Work required -> Copy out every record below, word for word.
━━━━━━━━━━━━━━━━━━━━━━━━━━━━━━
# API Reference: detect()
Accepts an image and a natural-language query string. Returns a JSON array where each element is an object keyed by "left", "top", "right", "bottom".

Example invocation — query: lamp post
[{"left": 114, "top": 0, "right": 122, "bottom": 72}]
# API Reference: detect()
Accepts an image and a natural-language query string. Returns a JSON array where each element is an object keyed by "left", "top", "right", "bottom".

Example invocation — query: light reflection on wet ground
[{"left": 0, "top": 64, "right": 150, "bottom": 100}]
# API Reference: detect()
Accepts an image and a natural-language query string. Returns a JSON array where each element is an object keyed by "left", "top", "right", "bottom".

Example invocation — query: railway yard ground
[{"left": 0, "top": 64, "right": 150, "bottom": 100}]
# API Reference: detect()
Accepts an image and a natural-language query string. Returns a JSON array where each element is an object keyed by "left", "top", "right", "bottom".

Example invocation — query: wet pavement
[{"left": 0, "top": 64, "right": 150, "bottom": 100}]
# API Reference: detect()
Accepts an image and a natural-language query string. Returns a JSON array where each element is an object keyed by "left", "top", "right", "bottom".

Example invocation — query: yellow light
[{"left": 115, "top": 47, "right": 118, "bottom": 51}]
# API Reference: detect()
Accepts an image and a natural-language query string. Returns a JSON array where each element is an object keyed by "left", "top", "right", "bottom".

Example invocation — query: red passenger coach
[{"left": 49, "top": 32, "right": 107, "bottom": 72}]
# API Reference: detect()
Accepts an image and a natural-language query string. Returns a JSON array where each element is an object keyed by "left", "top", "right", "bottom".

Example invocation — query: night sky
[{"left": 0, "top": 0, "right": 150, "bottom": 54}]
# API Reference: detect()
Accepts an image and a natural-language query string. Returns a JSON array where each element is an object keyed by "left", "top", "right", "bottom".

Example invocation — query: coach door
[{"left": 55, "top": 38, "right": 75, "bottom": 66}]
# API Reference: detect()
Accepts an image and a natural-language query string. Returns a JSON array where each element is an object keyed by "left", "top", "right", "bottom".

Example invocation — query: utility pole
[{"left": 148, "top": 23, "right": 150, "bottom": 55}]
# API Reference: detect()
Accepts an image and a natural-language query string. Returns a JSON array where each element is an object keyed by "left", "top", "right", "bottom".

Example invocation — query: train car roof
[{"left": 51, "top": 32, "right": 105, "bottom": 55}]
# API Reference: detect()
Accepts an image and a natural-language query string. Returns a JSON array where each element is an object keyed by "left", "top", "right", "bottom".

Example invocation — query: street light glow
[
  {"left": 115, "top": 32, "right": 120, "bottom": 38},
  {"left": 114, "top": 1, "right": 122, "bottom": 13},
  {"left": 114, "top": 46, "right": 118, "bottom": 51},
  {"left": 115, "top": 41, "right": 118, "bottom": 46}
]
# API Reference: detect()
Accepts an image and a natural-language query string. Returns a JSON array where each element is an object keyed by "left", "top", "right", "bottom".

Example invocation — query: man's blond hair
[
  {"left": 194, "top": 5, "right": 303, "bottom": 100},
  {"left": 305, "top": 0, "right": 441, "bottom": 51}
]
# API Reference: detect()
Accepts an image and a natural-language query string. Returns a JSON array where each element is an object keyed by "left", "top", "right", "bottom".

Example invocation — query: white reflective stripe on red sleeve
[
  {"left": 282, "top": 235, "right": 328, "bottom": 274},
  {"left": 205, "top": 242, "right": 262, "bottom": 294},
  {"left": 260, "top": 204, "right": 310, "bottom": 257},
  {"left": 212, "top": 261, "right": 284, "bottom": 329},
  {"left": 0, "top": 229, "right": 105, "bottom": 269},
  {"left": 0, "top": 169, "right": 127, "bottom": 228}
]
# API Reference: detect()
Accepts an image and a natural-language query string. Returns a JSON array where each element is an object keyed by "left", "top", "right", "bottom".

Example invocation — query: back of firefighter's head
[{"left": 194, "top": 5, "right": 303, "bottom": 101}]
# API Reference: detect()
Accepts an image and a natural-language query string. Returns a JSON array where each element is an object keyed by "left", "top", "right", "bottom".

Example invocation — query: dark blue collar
━━━━━━━━━━━━━━━━━━━━━━━━━━━━━━
Right answer ->
# API Reference: detect()
Accepts an image and a natural-language query string. Returns a JSON array where each element is an object keyed by "left", "top", "right", "bottom".

Example invocation — query: lamp post
[{"left": 114, "top": 0, "right": 122, "bottom": 72}]
# API Reference: detect()
Accepts an image and a natural-language query string. Returns a JSON array where each element is an object keyed by "left", "top", "right", "bottom".

Example invocation — query: light reflection on wet ground
[{"left": 0, "top": 64, "right": 150, "bottom": 100}]
# API Reference: detect()
Accepts an image and a natural-language query string. Returns a JSON array where each element is an object keyed by "left", "top", "right", "bottom".

Example invocation — query: railway yard ground
[{"left": 0, "top": 64, "right": 150, "bottom": 100}]
# API Reference: detect()
Accepts an image and a natural-language query string. Returns a JSON array where each element is an object keyed by "left", "top", "right", "bottom".

Example invocation — query: wet pavement
[{"left": 0, "top": 64, "right": 150, "bottom": 100}]
# API Reference: detect()
Accepts an image and a natural-language query string. Returns a JSON array where each element is an object keyed by "left", "top", "right", "bottom".

Example invocation — query: yellow light
[{"left": 115, "top": 47, "right": 118, "bottom": 51}]
# API Reference: detect()
Accepts an image and a natural-language query string. Returns a JSON array where each element is an object keyed by "left", "top", "right", "bottom".

Example invocation — query: red passenger coach
[{"left": 49, "top": 32, "right": 107, "bottom": 72}]
# API Reference: detect()
Accepts an image and a natural-language query string. Returns a JSON array where each element is an object keyed by "left", "top", "right", "bottom".

Example invocation — query: night sky
[{"left": 0, "top": 0, "right": 150, "bottom": 54}]
# API Reference: detect()
Accepts an image and a natural-language query string. Returns a JSON array where each element is an object keyed by "left", "top", "right", "bottom".

Example invocation — query: coach door
[{"left": 55, "top": 38, "right": 75, "bottom": 66}]
# API Reference: detect()
Accepts an image and a natural-language query string. Returns a JSON array where each element is an object keyed by "left", "top", "right", "bottom".

Example invocation — query: utility pole
[{"left": 148, "top": 23, "right": 150, "bottom": 55}]
# API Reference: detect()
Accepts an image and a natural-language query string. Returns a JSON array where each element is an object keyed by "left", "top", "right", "bottom".

Example invocation — query: train car roof
[{"left": 51, "top": 32, "right": 105, "bottom": 55}]
# API Reference: detect()
Accepts an image and a natural-language query string. Returns a JSON array where each element is an object keyed by "left", "top", "right", "bottom".

Example invocation — query: street light glow
[
  {"left": 115, "top": 32, "right": 120, "bottom": 38},
  {"left": 114, "top": 1, "right": 122, "bottom": 13},
  {"left": 114, "top": 46, "right": 118, "bottom": 51},
  {"left": 115, "top": 41, "right": 118, "bottom": 46}
]
# API Reference: detect()
Accepts an image and a natural-language query string. Returns a JSON array where each element is an object keyed by "left", "top", "right", "bottom".

Example invocation — query: man's blond hair
[
  {"left": 194, "top": 5, "right": 303, "bottom": 100},
  {"left": 305, "top": 0, "right": 441, "bottom": 51}
]
# API Reference: detect()
Accepts an image and a natural-language query string. Returns a JSON array where each element is an object keyed by "left", "top", "right", "bottom".

Example invocation — query: white reflective stripe on red sleeve
[
  {"left": 282, "top": 235, "right": 328, "bottom": 274},
  {"left": 205, "top": 242, "right": 262, "bottom": 294},
  {"left": 260, "top": 204, "right": 310, "bottom": 257},
  {"left": 212, "top": 261, "right": 284, "bottom": 329},
  {"left": 0, "top": 229, "right": 105, "bottom": 269},
  {"left": 0, "top": 169, "right": 127, "bottom": 228}
]
# API Reference: detect()
Accepts an image and a natural-language query string. Returns a JSON array where each element is an object keyed by "left", "top", "right", "bottom".

Example invocation — query: back of firefighter's head
[{"left": 194, "top": 5, "right": 303, "bottom": 101}]
# API Reference: detect()
Accepts an image and a natural-language query string. Returns a JSON array where each element is an object keyed by "left", "top", "right", "bottom".

Example invocation — query: dark blue collar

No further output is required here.